- **Records from a dataset**:
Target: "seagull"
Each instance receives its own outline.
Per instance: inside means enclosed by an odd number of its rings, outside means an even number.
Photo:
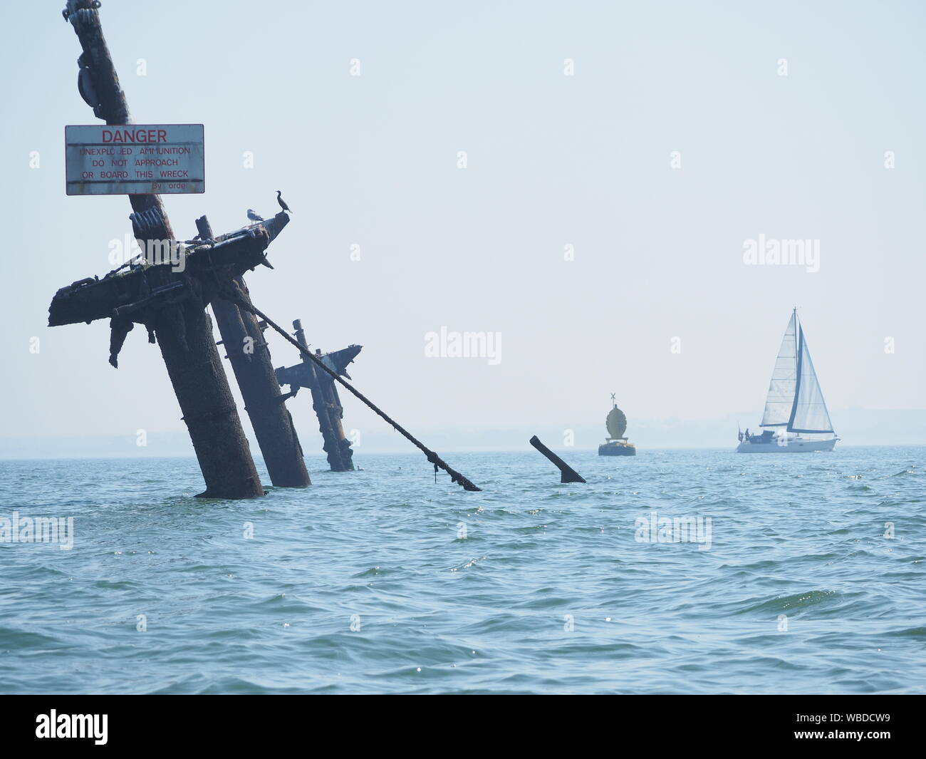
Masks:
[[[285,211],[289,211],[290,213],[292,213],[293,211],[290,211],[289,206],[286,205],[286,201],[283,200],[280,196],[281,196],[281,192],[280,192],[280,190],[277,190],[277,203],[280,204],[280,208],[282,209]]]

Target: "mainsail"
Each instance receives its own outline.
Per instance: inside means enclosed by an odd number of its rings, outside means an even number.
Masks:
[[[833,431],[796,310],[791,314],[775,360],[759,426],[784,427],[795,433]]]

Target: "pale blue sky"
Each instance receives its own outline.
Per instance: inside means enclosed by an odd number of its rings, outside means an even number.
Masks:
[[[181,430],[144,332],[114,371],[106,323],[45,326],[55,291],[105,273],[131,232],[125,197],[65,196],[64,125],[95,120],[63,6],[11,5],[0,32],[0,436]],[[136,121],[206,125],[206,193],[166,197],[175,231],[240,226],[282,189],[293,222],[276,271],[248,278],[255,303],[301,317],[313,347],[363,344],[357,386],[409,428],[597,424],[612,391],[632,420],[755,425],[795,304],[837,431],[840,410],[926,408],[923,4],[149,8],[101,13]],[[745,266],[759,234],[819,239],[820,272]],[[442,325],[502,333],[501,363],[425,358]],[[270,342],[275,365],[297,360]],[[382,431],[344,402],[347,426]],[[314,432],[308,402],[291,408]]]

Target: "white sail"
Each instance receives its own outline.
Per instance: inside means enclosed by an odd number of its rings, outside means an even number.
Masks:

- **Written problem**:
State the number of lines in the records above that contain the string "Target", matching case exactly. Give only the number.

- **The response**:
4